== Texte à lire ==

Navalon de tentadeo

Navalon de tentadeo
Navalon de tentadero. Photo de Carmen Esteban avec sa permission

mardi 10 avril 2012

Le révisionnisme espagnol (2)


Pour ceux que cela intéresse cet article fait suite à « le révisionnisme espagnol (1) », que l’on peut trouver à http://adioschulo.blogspot.fr/search/label/saints%20et%20maudits



Il est tout à fait évident que Vatican II, ainsi que les ouvertures prodiguées par  JEAN XXXIII et PAULVI, marquaient de façon très nette, une certaine distanciation de l’Eglise par rapport à la mythologie de la « croisade de Franco », mais également du régime lui-même. L’Eglise commençait à s’interroger sur le bien-fondé de son soutien à la dite « croisade », et les religieux, autres que la hiérarchie, surtout les jeunes, adoptaient des postures contraires à celles de vieux hiérarques, souvent eux-mêmes membres actifs du pestilentiel « national-catholicisme », qui naquit dès l’été 1936.

===
== Données ==

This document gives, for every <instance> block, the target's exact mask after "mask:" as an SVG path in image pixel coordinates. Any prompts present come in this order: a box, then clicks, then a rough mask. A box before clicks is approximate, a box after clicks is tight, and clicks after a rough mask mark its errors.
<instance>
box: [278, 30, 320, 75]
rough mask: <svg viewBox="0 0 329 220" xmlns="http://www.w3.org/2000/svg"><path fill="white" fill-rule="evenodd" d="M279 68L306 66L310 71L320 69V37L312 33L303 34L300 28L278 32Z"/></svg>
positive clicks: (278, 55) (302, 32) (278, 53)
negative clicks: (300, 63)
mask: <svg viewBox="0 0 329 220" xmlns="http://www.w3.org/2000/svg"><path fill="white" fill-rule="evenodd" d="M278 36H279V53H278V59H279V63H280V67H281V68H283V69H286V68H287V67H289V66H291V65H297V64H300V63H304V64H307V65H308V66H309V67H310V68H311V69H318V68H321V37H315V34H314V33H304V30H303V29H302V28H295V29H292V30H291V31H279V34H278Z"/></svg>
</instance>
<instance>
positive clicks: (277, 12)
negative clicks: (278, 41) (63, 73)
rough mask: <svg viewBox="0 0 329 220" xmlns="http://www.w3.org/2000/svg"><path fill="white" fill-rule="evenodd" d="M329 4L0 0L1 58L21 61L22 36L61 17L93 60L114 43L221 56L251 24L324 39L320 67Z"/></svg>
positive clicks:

===

Exercice écrit 1:
Répondez aux questions suivantes à partir du texte sur le révisionnisme espagnol.
(a) De quel jour date ce texte ?
(b) À quel article fait-il suite ?
(c) D'après le texte, à quel moment naquit le « national-catholicisme » ?
Exercice écrit 2:
Recopiez sans aucune modification le passage du texte sur le révisionnisme espagnol, de « Il est tout » jusqu'à « dès l’été 1936. » inclus.

Corrigé 1:
(a) Du mardi 10 avril 2012.
(b) À l'article « le révisionnisme espagnol (1) ».
(c) Dès l'été 1936.

Corrigé 2:
Il est tout à fait évident que Vatican II, ainsi que les ouvertures prodiguées par  JEAN XXXIII et PAULVI, marquaient de façon très nette, une certaine distanciation de l’Eglise par rapport à la mythologie de la « croisade de Franco », mais également du régime lui-même. L’Eglise commençait à s’interroger sur le bien-fondé de son soutien à la dite « croisade », et les religieux, autres que la hiérarchie, surtout les jeunes, adoptaient des postures contraires à celles de vieux hiérarques, souvent eux-mêmes membres actifs du pestilentiel « national-catholicisme », qui naquit dès l’été 1936.